## 来源文档:
········
RUCAIBox / LLMBox

A comprehensive library for implementing LLMs, including a unified training pipeline and comprehensive model evaluation.
MIT License
566 stars 74 forks source link

同时测试多个子集的结果与单独测试每个子集的结果不同 #275

Closed xansar closed 1 week ago

xansar commented 1 month ago

我使用如下命令测试qwen2-7b-instruct在ceval的两个子集(basic_medicine, clinical_medicine),结果发现利用子集命令同时测试两个子集的结果与单独测试每个子集的结果并不相同 命令(仅修改-d 的子集不同)

CUDA_VISIBLE_DEVICES=1,2 python inference.py
    -m /data/home/XXX/.model/Qwen/Qwen2-7B-Instruct
    -d ceval:basic_medicine,clinical_medicine
    --log_level debug
    --evaluation_set "val"
    --seed 42
    --vllm True
    --flash_attention True
    --model_type chat
    --chat_template chatml
    --model_backend vllm
    --ranking_type generation
    --max_tokens 20
    --vllm_gpu_memory_utilization 0.4
    --hf_mirror

同时测试两个子集(-d ceval:basic_medicine,clinical_medicine)

结果:

##### ceval:basic_medicine #####
Accuracy: 26.32
##### ceval:clinical_medicine #####
Accuracy: 13.64
##### ceval[Marco Average] #####
Accuracy: 19.98

单独测试basic_medicine(-d ceval:basic_medicine)

##### ceval:basic_medicine #####
Accuracy: 26.32

单独测试clinical_medicine(-d ceval:clinical_medicine)

##### ceval:clinical_medicine #####
Accuracy: 9.09

第一个数据子集不会受影响,后续的数据子集的表现会发生改变 我怀疑这可能与batch_sampler中的AutoBatchSizeSampler相关,因为index out of range问题在debug模式下偶尔也会触发 https://github.com/RUCAIBox/LLMBox/issues/267#issue-2386605893

huyiwen commented 1 month ago

I will try to replicate the results

huyiwen commented 1 month ago

This is due to a multi-GPU issue. I will try to fix it.

huyiwen commented 1 month ago

Updates: To reproduce the results from vLLM accurately, ensure the temperature setting is manually set to 0, as the default setting is a non-zero temperature. This will help achieve consistency in the generated outputs.
········
逐实例点定位数据
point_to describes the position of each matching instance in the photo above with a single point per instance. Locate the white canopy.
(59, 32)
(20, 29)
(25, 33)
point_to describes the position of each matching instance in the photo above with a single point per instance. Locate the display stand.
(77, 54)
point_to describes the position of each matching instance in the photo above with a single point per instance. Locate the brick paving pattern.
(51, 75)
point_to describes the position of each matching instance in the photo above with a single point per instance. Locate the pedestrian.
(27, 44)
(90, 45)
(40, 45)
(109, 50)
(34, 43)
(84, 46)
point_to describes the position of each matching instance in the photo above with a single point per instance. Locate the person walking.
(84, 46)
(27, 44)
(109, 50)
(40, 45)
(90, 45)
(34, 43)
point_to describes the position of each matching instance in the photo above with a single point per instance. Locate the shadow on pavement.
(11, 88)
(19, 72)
········
## 您的任务:
a. 请列出上述关于子集测试结果不一致的讨论帖中报告的全部准确率(Accuracy)数值。每项注明其对应的标题名称(即“#####”之间的文字),并说明其属于同时测试还是单独测试。
b. 请根据上述关于子集测试结果不一致的讨论帖回答以下问题:
(i) 命令中“--max_tokens”的取值是多少?
(ii) huyiwen 认为该问题由什么原因导致?
(iii) 为准确复现 vLLM 的结果,应将 temperature 手动设为多少?

## 各题解答:
a.
- ceval:basic_medicine:26.32(同时测试两个子集)
- ceval:clinical_medicine:13.64(同时测试两个子集)
- ceval[Marco Average]:19.98(同时测试两个子集)
- ceval:basic_medicine:26.32(单独测试)
- ceval:clinical_medicine:9.09(单独测试)

b.
(i) 20。
(ii) 多 GPU 问题(a multi-GPU issue)。
(iii) 0。